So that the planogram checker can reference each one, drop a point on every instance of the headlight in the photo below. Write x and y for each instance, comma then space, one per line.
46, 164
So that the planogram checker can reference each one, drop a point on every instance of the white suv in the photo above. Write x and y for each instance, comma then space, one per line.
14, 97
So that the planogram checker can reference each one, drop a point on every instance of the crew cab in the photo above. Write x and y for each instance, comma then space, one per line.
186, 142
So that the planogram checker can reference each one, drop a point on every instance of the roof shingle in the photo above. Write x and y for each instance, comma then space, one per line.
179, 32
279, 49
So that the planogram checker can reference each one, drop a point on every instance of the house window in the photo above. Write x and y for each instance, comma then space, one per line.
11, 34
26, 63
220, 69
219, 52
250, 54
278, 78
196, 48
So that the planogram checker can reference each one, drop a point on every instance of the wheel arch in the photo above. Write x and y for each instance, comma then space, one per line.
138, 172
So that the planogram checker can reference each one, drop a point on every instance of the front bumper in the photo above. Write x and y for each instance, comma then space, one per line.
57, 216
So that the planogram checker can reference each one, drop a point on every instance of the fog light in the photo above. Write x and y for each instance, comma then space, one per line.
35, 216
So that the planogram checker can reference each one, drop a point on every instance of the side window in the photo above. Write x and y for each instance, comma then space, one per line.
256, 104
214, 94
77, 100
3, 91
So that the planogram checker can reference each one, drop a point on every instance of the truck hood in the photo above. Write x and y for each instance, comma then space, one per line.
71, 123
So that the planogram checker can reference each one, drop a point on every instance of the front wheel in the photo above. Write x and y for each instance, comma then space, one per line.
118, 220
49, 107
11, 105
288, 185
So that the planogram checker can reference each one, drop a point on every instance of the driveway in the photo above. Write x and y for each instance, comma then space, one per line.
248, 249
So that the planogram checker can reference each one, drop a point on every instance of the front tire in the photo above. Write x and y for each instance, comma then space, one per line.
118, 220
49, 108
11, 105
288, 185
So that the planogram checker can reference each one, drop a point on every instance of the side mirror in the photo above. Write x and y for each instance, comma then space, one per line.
--------------------------------
Exercise prompt:
Rescale the part of the listing above that opens with the line containing "the fog light" and runs through the last line of the listing. Write out only those lines, requests included, with each x and y point coordinate multiplied by 0.5 and rounded to a whole number, halves rounding up.

Correct answer:
So that the planogram checker can reference each one, drop a point on every instance of the fog light in the photo above. Write x and y for each instance, comma then space, one per line.
18, 108
So that the planogram checker can reference each one, drop a point on every instance of the side window in the photo above. Write x and y for each instance, comma then space, one per line.
128, 52
107, 47
39, 50
2, 46
So that the planogram checker can reference each one, drop a point on every instance of the truck hood in the photo above. Write x and y for each instance, comma then space, one per line.
36, 62
So that the planogram checker can reference each one, drop a point on every instance of the front wheel in the photo above. Write x and y for each instance, comma then space, one per line.
59, 110
25, 54
6, 53
144, 93
So that the planogram checker can reference each one, drop a point on every instance of the driveway in the photo above. Write x and y for each instance, comma then space, one per line.
124, 125
So that the planogram checker can reference each one, drop a point on every instance of the front tire in the photo above. Write x and y for each instance, comma then space, one per line.
59, 110
25, 54
6, 53
144, 93
So that the planogram checker can reference each one, drop a point on every instance of the side mirror in the photo above. Write x and y for each instance, comma then space, one per line.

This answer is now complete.